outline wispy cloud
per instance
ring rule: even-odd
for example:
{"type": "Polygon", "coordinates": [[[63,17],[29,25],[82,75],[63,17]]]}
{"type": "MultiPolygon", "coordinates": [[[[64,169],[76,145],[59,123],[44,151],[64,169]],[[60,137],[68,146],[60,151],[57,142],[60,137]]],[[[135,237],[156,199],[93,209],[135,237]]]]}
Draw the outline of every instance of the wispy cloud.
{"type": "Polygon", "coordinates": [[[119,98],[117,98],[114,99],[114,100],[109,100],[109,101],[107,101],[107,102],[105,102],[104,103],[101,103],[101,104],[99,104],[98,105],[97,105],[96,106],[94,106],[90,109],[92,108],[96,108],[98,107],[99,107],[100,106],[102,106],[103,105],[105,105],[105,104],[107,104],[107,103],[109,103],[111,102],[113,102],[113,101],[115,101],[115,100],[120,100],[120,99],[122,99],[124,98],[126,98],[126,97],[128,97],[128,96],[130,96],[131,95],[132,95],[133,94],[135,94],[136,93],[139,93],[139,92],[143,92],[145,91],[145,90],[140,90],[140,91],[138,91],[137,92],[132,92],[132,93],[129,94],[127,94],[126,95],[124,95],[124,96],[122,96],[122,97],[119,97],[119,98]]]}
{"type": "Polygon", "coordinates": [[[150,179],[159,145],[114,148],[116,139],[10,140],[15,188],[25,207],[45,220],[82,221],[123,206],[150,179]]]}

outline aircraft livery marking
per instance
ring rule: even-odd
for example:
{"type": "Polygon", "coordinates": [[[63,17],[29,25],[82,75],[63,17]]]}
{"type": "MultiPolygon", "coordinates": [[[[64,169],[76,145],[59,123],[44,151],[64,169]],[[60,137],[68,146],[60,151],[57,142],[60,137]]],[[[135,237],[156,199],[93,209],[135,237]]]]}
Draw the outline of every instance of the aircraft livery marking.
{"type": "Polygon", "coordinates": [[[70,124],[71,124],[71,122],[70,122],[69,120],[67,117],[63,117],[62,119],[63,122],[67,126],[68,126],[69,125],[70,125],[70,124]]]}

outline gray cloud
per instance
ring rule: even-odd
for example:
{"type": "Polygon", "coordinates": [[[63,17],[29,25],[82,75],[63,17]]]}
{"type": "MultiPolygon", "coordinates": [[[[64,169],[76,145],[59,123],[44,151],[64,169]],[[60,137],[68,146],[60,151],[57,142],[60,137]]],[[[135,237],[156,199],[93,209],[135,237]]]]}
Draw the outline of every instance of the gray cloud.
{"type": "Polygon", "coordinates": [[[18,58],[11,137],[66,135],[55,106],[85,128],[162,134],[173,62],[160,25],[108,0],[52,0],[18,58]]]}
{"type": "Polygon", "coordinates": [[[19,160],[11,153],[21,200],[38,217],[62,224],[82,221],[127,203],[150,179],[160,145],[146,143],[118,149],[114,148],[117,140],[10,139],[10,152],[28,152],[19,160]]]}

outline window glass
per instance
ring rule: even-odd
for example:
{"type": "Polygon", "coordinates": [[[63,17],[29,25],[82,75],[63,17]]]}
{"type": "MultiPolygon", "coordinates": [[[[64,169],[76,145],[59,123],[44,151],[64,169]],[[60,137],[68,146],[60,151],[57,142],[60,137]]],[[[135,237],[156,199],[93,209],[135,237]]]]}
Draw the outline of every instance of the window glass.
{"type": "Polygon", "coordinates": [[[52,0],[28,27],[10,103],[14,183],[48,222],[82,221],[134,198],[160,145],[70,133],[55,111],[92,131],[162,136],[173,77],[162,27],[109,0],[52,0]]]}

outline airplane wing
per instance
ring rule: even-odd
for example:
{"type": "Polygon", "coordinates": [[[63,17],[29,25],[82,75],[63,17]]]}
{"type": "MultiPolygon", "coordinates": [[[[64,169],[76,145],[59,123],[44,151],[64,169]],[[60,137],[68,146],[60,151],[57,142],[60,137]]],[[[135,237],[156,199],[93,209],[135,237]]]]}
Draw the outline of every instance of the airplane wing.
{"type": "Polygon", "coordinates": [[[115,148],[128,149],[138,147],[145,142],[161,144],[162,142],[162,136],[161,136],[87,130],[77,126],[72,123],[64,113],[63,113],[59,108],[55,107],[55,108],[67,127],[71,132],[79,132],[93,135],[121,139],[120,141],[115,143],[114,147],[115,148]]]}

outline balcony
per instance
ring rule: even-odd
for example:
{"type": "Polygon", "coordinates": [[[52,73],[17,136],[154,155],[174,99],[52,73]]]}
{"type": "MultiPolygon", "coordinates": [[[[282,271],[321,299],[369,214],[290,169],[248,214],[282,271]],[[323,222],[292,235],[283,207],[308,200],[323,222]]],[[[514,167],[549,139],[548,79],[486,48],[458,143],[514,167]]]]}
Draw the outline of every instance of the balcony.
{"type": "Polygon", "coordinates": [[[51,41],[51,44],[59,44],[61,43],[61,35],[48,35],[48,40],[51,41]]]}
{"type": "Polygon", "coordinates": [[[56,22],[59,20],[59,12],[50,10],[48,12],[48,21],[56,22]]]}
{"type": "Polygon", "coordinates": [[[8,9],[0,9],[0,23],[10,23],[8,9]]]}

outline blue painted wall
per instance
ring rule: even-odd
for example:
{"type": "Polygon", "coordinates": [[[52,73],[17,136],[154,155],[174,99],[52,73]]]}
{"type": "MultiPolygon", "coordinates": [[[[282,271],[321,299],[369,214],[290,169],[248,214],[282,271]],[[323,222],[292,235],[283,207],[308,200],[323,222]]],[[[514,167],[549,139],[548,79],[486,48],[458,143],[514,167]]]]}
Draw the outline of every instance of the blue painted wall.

■ ■ ■ ■

» **STATED PROBLEM**:
Set down every line of the listing above again, exactly as given.

» **SOLUTION FOR THIS EXERCISE**:
outline wispy cloud
per instance
ring rule: even-odd
for example:
{"type": "Polygon", "coordinates": [[[63,17],[29,25],[82,75],[63,17]]]}
{"type": "MultiPolygon", "coordinates": [[[[64,169],[76,145],[59,123],[44,151],[64,169]],[[60,137],[68,146],[60,151],[57,142],[60,137]]],[[[135,237],[156,199],[93,209],[135,237]]]]}
Draw the outline of every instance of the wispy cloud.
{"type": "Polygon", "coordinates": [[[119,98],[117,98],[114,99],[114,100],[109,100],[109,101],[107,101],[107,102],[105,102],[104,103],[101,103],[101,104],[99,104],[98,105],[97,105],[96,106],[94,106],[90,109],[92,108],[96,108],[98,107],[99,107],[100,106],[102,106],[103,105],[105,105],[105,104],[107,104],[107,103],[109,103],[111,102],[113,102],[113,101],[115,101],[115,100],[120,100],[120,99],[122,99],[124,98],[126,98],[126,97],[128,97],[128,96],[130,96],[131,95],[132,95],[133,94],[135,94],[136,93],[139,93],[139,92],[143,92],[145,91],[145,90],[140,90],[140,91],[138,91],[137,92],[132,92],[132,93],[129,94],[127,94],[126,95],[124,95],[124,96],[122,96],[122,97],[119,97],[119,98]]]}
{"type": "Polygon", "coordinates": [[[150,179],[159,145],[114,148],[116,139],[10,140],[15,188],[25,207],[45,220],[82,221],[123,206],[150,179]]]}

outline aircraft livery marking
per instance
ring rule: even-odd
for example:
{"type": "Polygon", "coordinates": [[[63,17],[29,25],[82,75],[63,17]]]}
{"type": "MultiPolygon", "coordinates": [[[[64,169],[76,145],[59,123],[44,151],[64,169]],[[60,137],[68,146],[60,151],[57,142],[60,137]]],[[[135,237],[156,199],[93,209],[135,237]]]]}
Draw the outline of every instance of the aircraft livery marking.
{"type": "Polygon", "coordinates": [[[70,124],[71,124],[71,122],[70,122],[69,120],[67,117],[63,117],[62,119],[63,122],[67,126],[68,126],[69,125],[70,125],[70,124]]]}

outline gray cloud
per instance
ring rule: even-odd
for example:
{"type": "Polygon", "coordinates": [[[63,17],[29,25],[82,75],[63,17]]]}
{"type": "MultiPolygon", "coordinates": [[[[64,169],[76,145],[59,123],[44,151],[64,169]],[[60,137],[68,146],[60,151],[57,142],[60,137]]],[[[135,237],[156,199],[93,209],[135,237]]]]}
Draw the outline of every instance of the gray cloud.
{"type": "Polygon", "coordinates": [[[18,58],[11,137],[66,135],[55,106],[85,128],[162,134],[173,62],[160,25],[108,0],[52,0],[18,58]]]}
{"type": "Polygon", "coordinates": [[[19,160],[11,153],[21,200],[38,217],[62,224],[82,221],[127,203],[150,179],[160,145],[146,143],[118,149],[114,148],[117,140],[10,139],[10,152],[28,152],[19,160]]]}

outline window glass
per instance
ring rule: even-odd
for example:
{"type": "Polygon", "coordinates": [[[63,17],[29,25],[82,75],[63,17]]]}
{"type": "MultiPolygon", "coordinates": [[[[64,169],[76,145],[59,123],[44,151],[64,169]],[[60,137],[68,146],[60,151],[57,142],[60,137]]],[[[135,237],[156,199],[93,209],[135,237]]]]}
Draw the outline of every instance of the window glass.
{"type": "Polygon", "coordinates": [[[52,0],[28,27],[10,103],[14,183],[48,222],[82,221],[134,198],[160,145],[70,133],[55,111],[92,131],[162,136],[173,77],[162,27],[109,0],[52,0]]]}

outline airplane wing
per instance
ring rule: even-odd
for example:
{"type": "Polygon", "coordinates": [[[63,17],[29,25],[82,75],[63,17]]]}
{"type": "MultiPolygon", "coordinates": [[[[64,169],[76,145],[59,123],[44,151],[64,169]],[[60,137],[68,146],[60,151],[57,142],[60,137]]],[[[135,237],[156,199],[93,209],[135,237]]]]}
Draw the outline of every instance of the airplane wing.
{"type": "Polygon", "coordinates": [[[115,148],[128,149],[138,147],[145,142],[161,144],[162,142],[162,136],[161,136],[87,130],[77,126],[72,123],[64,113],[63,113],[59,108],[55,107],[55,108],[67,127],[71,132],[79,132],[93,135],[121,139],[120,141],[115,143],[114,147],[115,148]]]}

outline balcony
per instance
ring rule: even-odd
for example:
{"type": "Polygon", "coordinates": [[[52,73],[17,136],[154,155],[174,99],[52,73]]]}
{"type": "MultiPolygon", "coordinates": [[[[282,271],[321,299],[369,214],[290,169],[248,214],[282,271]],[[323,222],[292,235],[283,207],[308,200],[323,222]]],[[[514,167],[549,139],[548,79],[486,48],[458,143],[514,167]]]]}
Draw the outline of every instance of the balcony.
{"type": "Polygon", "coordinates": [[[51,41],[51,44],[59,44],[61,43],[61,35],[48,35],[48,40],[51,41]]]}
{"type": "Polygon", "coordinates": [[[56,22],[59,20],[59,12],[50,10],[48,12],[48,21],[56,22]]]}
{"type": "Polygon", "coordinates": [[[8,9],[0,9],[0,23],[10,23],[8,9]]]}

outline blue painted wall
per instance
ring rule: even-odd
for example:
{"type": "Polygon", "coordinates": [[[52,73],[17,136],[154,155],[174,99],[52,73]]]}
{"type": "MultiPolygon", "coordinates": [[[[282,271],[321,299],[369,214],[290,169],[248,214],[282,271]],[[323,222],[292,235],[283,207],[308,200],[323,222]]],[[[514,167],[549,139],[548,79],[486,48],[458,143],[514,167]]]]}
Draw the outline of every instance of the blue painted wall.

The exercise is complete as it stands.